** Description of the task **
Quote the listing below in its entirety.

* * * * * * *

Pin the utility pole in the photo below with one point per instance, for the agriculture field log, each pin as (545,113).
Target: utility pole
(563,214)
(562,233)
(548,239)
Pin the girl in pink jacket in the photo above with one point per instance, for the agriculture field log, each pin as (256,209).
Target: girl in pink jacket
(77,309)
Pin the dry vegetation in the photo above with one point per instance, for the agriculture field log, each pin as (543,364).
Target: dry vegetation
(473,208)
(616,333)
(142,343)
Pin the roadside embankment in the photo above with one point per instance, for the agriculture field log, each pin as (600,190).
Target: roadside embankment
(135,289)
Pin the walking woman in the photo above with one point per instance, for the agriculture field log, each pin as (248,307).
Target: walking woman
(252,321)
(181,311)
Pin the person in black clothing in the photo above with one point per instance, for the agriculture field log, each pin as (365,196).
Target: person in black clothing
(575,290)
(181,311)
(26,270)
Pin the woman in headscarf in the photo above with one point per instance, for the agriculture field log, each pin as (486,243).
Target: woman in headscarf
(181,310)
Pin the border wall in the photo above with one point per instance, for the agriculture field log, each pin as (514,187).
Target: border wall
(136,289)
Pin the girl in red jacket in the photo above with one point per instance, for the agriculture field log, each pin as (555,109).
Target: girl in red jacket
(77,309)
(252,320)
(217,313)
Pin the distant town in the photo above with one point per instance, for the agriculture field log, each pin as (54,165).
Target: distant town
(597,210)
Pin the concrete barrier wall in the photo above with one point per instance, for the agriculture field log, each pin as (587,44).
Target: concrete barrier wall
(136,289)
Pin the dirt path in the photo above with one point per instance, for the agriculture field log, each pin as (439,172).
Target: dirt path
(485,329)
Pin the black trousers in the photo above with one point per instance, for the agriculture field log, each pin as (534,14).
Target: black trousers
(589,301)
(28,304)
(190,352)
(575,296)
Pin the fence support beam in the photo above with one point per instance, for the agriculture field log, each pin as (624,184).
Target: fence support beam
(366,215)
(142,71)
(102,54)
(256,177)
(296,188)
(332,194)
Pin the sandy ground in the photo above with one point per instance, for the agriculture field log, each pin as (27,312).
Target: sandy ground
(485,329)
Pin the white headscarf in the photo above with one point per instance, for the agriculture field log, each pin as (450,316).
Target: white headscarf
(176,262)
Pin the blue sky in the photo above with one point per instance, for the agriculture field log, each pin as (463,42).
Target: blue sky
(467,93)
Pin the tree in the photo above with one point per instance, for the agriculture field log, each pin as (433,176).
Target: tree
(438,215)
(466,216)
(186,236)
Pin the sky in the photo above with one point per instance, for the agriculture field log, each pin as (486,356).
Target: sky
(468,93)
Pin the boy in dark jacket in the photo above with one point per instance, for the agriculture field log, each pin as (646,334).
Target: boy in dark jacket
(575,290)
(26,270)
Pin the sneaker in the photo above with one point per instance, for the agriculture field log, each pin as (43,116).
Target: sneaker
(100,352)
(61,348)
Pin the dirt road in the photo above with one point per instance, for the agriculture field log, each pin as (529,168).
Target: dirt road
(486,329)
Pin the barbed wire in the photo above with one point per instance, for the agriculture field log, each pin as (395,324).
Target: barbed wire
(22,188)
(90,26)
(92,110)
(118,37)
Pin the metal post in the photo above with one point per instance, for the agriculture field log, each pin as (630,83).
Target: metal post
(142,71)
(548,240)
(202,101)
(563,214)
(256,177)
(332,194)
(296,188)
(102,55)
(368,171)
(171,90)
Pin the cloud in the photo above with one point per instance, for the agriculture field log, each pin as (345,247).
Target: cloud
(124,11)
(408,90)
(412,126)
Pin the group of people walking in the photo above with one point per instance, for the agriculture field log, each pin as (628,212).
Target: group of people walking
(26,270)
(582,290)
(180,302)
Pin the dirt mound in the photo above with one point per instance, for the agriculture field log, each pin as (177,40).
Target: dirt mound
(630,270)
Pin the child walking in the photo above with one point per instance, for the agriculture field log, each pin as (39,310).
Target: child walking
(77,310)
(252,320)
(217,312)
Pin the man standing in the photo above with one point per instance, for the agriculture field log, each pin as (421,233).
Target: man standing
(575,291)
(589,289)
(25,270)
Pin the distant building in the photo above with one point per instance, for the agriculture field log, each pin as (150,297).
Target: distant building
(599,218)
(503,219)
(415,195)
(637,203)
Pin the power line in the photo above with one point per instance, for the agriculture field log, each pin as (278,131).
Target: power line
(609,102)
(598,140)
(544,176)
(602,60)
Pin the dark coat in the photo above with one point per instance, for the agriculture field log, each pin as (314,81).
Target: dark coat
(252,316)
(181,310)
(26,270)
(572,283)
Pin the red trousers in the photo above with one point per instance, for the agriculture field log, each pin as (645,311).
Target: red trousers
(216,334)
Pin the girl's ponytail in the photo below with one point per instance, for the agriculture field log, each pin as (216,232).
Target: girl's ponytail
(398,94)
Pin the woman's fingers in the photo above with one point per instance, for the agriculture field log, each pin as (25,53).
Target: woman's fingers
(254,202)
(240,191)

* * * * * * *

** The result **
Pin the utility pole in the photo below with one point per instance, for the agriculture field log, each pin as (545,113).
Target: utility pole
(563,214)
(562,233)
(548,239)
Pin the girl in pink jacket in the photo above with one point per instance, for the agriculture field log, each pin as (256,209).
Target: girl in pink jacket
(77,309)
Pin the dry vegetation in the photo above with one point per instance, for the agriculture field log, each pin as (543,364).
Target: dry vegetation
(473,208)
(616,333)
(142,343)
Pin the roadside embankment in the photo above with one point per instance, for the agriculture field log, each pin as (600,190).
Target: roadside embankment
(135,289)
Pin the walking woman in the photo above with one point per instance, for the agriculture field log, each pin as (248,307).
Target: walking woman
(252,321)
(181,311)
Pin the person in black clothing in the photo above with one point per instance, for the agriculture field log, each pin as (365,196).
Target: person in black clothing
(575,290)
(181,311)
(26,270)
Pin the woman in headscarf in the photo above with one point per instance, for the agriculture field log, each pin as (486,243).
Target: woman in headscarf
(181,310)
Pin the border wall in the photo above with one point per instance, for the agriculture field log, each pin as (514,187).
Target: border wall
(136,289)
Pin the girl in red jacket in the photo above with one point per instance, for the agriculture field log, each pin as (555,109).
Target: girl in red jacket
(77,309)
(252,320)
(217,313)
Pin the distant town in the photo above with one point per instance, for the agriculture field log, each pin as (54,165).
Target: distant town
(597,210)
Pin the concrete barrier wall in the photo above with one point per instance, for the agriculture field log, each pin as (587,44).
Target: concrete barrier wall
(136,289)
Pin the dirt path in the photo above with one point per instance, for the agriculture field log, each pin as (439,172).
Target: dirt path
(485,329)
Pin the black trousers in the photo above with one point per instance, for the agriculture field log, each pin as (534,14).
Target: black trousers
(589,301)
(28,304)
(190,352)
(575,296)
Pin the fence support beam in the photo above with one point per instance, for the agriculture field log, each pin as (624,184).
Target: fence support beam
(366,215)
(142,71)
(102,54)
(256,177)
(296,188)
(332,194)
Pin the sandy ground in the photo above with one point per instance, for the agriculture field log, each pin as (27,312).
Target: sandy ground
(485,329)
Pin the white headscarf in the photo above with one point per instance, for the agriculture field log, each pin as (450,316).
Target: white headscarf
(176,262)
Pin the blue sky in the photo above with one point per instance, for the agriculture field log, each pin as (463,42).
Target: blue sky
(467,93)
Pin the tree in the photo above with one point per instance, for the agriculture field log, each pin as (433,176).
Target: tree
(438,215)
(466,216)
(186,236)
Pin the sky in the photo above with one point per instance, for the agriculture field log, each pin as (486,356).
Target: sky
(468,93)
Pin the boy in dark jacket in the photo above with one point per instance, for the agriculture field log, each pin as (646,334).
Target: boy in dark jacket
(575,290)
(26,270)
Pin the sneaker in the photo above with one point per instance, for the agriculture field log, each pin as (43,116).
Target: sneaker
(100,352)
(61,348)
Pin the dirt road in the photo above with one point per instance, for the agriculture field log, each pin as (529,168).
Target: dirt road
(486,329)
Pin the barbed wire in the photo above with one point per instance, for the agriculture field log, each pin as (395,324).
Target: barbed wire
(22,188)
(90,26)
(92,110)
(118,37)
Pin the metal post in the photo above with one point per instance, for the agriculture field log, each pin as (630,83).
Target: metal post
(142,71)
(548,240)
(202,101)
(563,214)
(256,177)
(332,194)
(296,188)
(102,55)
(368,171)
(171,90)
Pin the cloud in the photo above with one point per instance, for the agriculture field log, each pin as (345,247).
Target: cloud
(124,11)
(408,90)
(412,126)
Pin the group of people walking in the photo above with one point per instance, for the agriculture field log, each pin as (628,212).
Target: group of people walking
(26,270)
(582,290)
(180,302)
Pin the dirt mound in the photo above with one point per instance, for the agriculture field log, each pin as (177,40).
Target: dirt mound
(630,270)
Pin the child walking in the photo above with one point per instance, for the agriculture field log, each pin as (39,310).
Target: child walking
(77,310)
(252,320)
(217,312)
Pin the man standing in the photo above with one point per instance, for the agriculture field log, each pin as (421,233).
Target: man standing
(575,291)
(589,289)
(25,270)
Pin the distant building in the photo above with one point per instance, for the agriculture field log, each pin as (150,297).
Target: distant building
(599,218)
(503,219)
(415,195)
(637,203)
Pin the power line in the photo above with one point per instance, for the agriculture field log, each pin as (278,131).
Target: power line
(609,102)
(598,140)
(544,176)
(602,60)
Pin the dark coat in the photo above with one point per instance, for the agriculture field log, each pin as (314,81).
Target: dark coat
(252,316)
(181,310)
(26,270)
(572,283)
Pin the red trousers in the photo above with one point per instance, for the agriculture field log, each pin as (645,311).
Target: red trousers
(216,334)
Pin the girl's ponytail in the photo below with one point per instance, for the agriculture field log, each pin as (216,232).
Target: girl's ponytail
(398,94)
Pin the woman's fingers in the photo above with one point per instance, for the agriculture field log, each pin as (25,53).
Target: woman's fingers
(254,202)
(240,191)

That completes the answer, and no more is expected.